Texte à étudier:
<<<<
Actuellement, près de 50% des adultes jeunes consomment du cannabis. Le cannabis et la marijuna ont été légalisés au Canada. En France, la vente de CBD (Cannabidiol) est autorisée.
La recherche internet la plus souvent associées au mot allaitement est « Cannabis ».
Le cannabis est la drogue illégale la plus souvent consommée durant la grossesse (1). Les taux auto-rapportés de consommation durant la grossesse oscillent entre 2 et 5 %; il s’agit cependant probablement d’une sous-estimation. Dans une étude ayant porté sur les conséquences de l’exposition prénatale au cannabis et à l’alcool sur la réussite scolaire, Goldschmidt et coll. (2) ont examiné la fréquence de l’usage simultané de cannabis et d’alcool durant la grossesse. Dans leur étude, 14 % des femmes ont rapporté une forte consommation de cannabis (c.-à-d. fumaient au moins 1 joint par jour) au premier trimestre de la grossesse, comparativement à 5,3 et 5,0 % respectivement aux deuxième et troisième trimestres de la grossesse. Les femmes qui font usage de cannabis durant la grossesse ont plus tendance à consommer de l’alcool, du tabac et des drogues illégales, ce qui pourrait avoir des effets additifs ou synergiques (1) ; (3). En outre, des études ont montré que les cannabinoïdes traversent facilement le placenta (4) et sont présents dans le lait maternel (5) , ce qui expose le fœtus et le nouveau-né.
>>>>
Données fournies:
<<<<
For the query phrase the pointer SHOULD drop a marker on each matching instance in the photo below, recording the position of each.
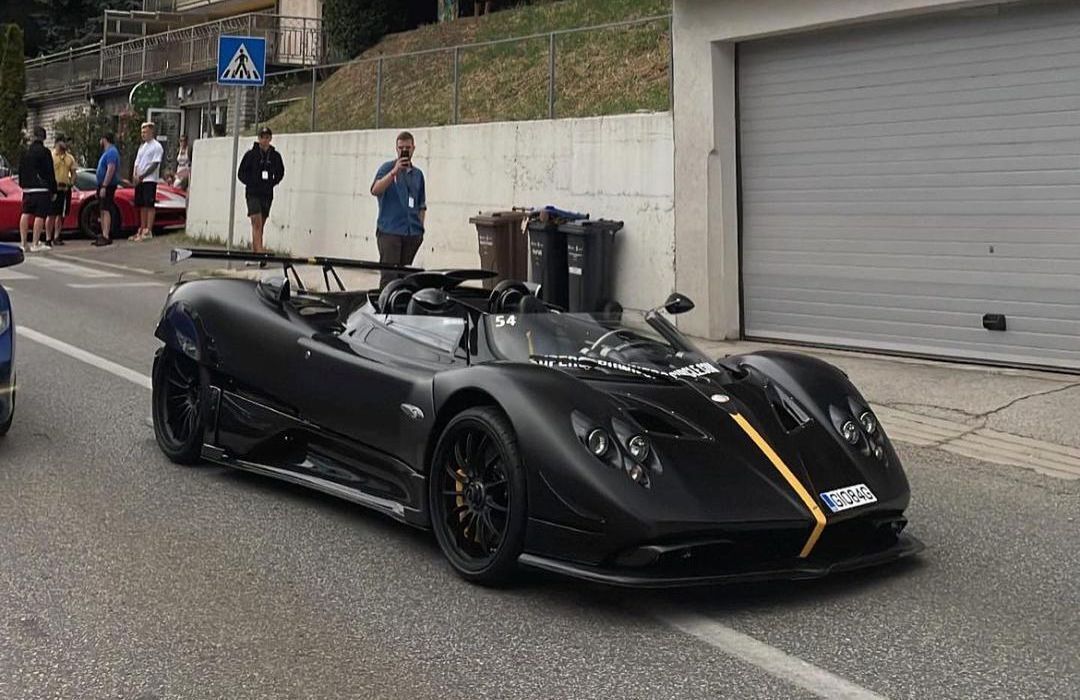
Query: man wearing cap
(146, 174)
(260, 170)
(64, 170)
(403, 205)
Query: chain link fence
(613, 68)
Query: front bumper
(782, 569)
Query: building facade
(896, 175)
(173, 43)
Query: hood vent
(657, 420)
(791, 414)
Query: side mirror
(274, 290)
(10, 255)
(677, 304)
(433, 300)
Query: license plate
(848, 497)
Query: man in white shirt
(146, 176)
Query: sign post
(241, 62)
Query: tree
(12, 91)
(83, 131)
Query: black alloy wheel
(178, 406)
(477, 499)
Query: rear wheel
(178, 406)
(5, 426)
(477, 496)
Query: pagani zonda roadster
(9, 255)
(605, 448)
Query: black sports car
(602, 447)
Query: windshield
(622, 344)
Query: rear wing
(289, 263)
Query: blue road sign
(241, 61)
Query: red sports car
(84, 215)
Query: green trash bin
(503, 246)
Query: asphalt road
(124, 576)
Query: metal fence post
(378, 94)
(671, 64)
(457, 51)
(312, 98)
(551, 76)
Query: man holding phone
(399, 185)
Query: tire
(90, 221)
(476, 496)
(5, 426)
(179, 406)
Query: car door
(373, 382)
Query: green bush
(12, 91)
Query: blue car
(9, 255)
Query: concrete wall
(615, 167)
(704, 37)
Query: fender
(181, 330)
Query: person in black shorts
(260, 171)
(38, 183)
(146, 174)
(108, 178)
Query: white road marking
(82, 355)
(8, 273)
(105, 285)
(115, 266)
(68, 268)
(768, 658)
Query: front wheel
(90, 219)
(476, 493)
(178, 406)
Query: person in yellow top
(64, 167)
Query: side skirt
(387, 507)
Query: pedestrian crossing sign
(241, 61)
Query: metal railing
(459, 90)
(293, 41)
(63, 71)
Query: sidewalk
(1016, 417)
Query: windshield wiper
(594, 363)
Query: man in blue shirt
(403, 205)
(108, 178)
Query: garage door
(905, 184)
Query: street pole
(232, 172)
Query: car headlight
(598, 442)
(638, 447)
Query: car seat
(507, 296)
(395, 297)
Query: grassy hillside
(597, 72)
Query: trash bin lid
(591, 226)
(499, 217)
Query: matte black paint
(307, 399)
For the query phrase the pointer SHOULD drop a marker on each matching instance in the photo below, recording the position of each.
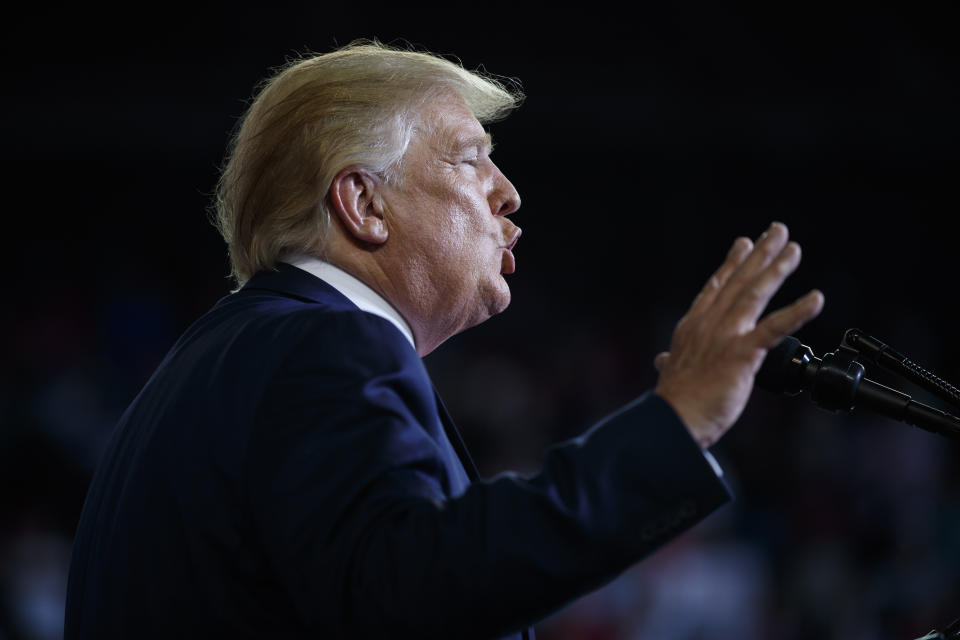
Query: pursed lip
(513, 241)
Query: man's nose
(505, 198)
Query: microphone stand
(836, 382)
(950, 632)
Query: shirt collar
(354, 290)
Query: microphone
(836, 383)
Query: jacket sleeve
(347, 486)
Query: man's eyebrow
(484, 141)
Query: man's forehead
(455, 127)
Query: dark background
(646, 145)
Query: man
(289, 472)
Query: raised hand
(719, 345)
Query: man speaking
(289, 471)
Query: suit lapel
(453, 435)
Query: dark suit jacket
(287, 473)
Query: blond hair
(358, 105)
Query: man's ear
>>>>
Énoncé de l'exercice: Recopiez fidèlement le passage du texte sur la consommation de cannabis qui va de « Actuellement, près de » jusqu'à « (Cannabidiol) est autorisée. » inclus. Les lignes qui précèdent forment un ensemble indépendant du texte.

Corrigé détaillé:
Actuellement, près de 50% des adultes jeunes consomment du cannabis. Le cannabis et la marijuna ont été légalisés au Canada. En France, la vente de CBD (Cannabidiol) est autorisée.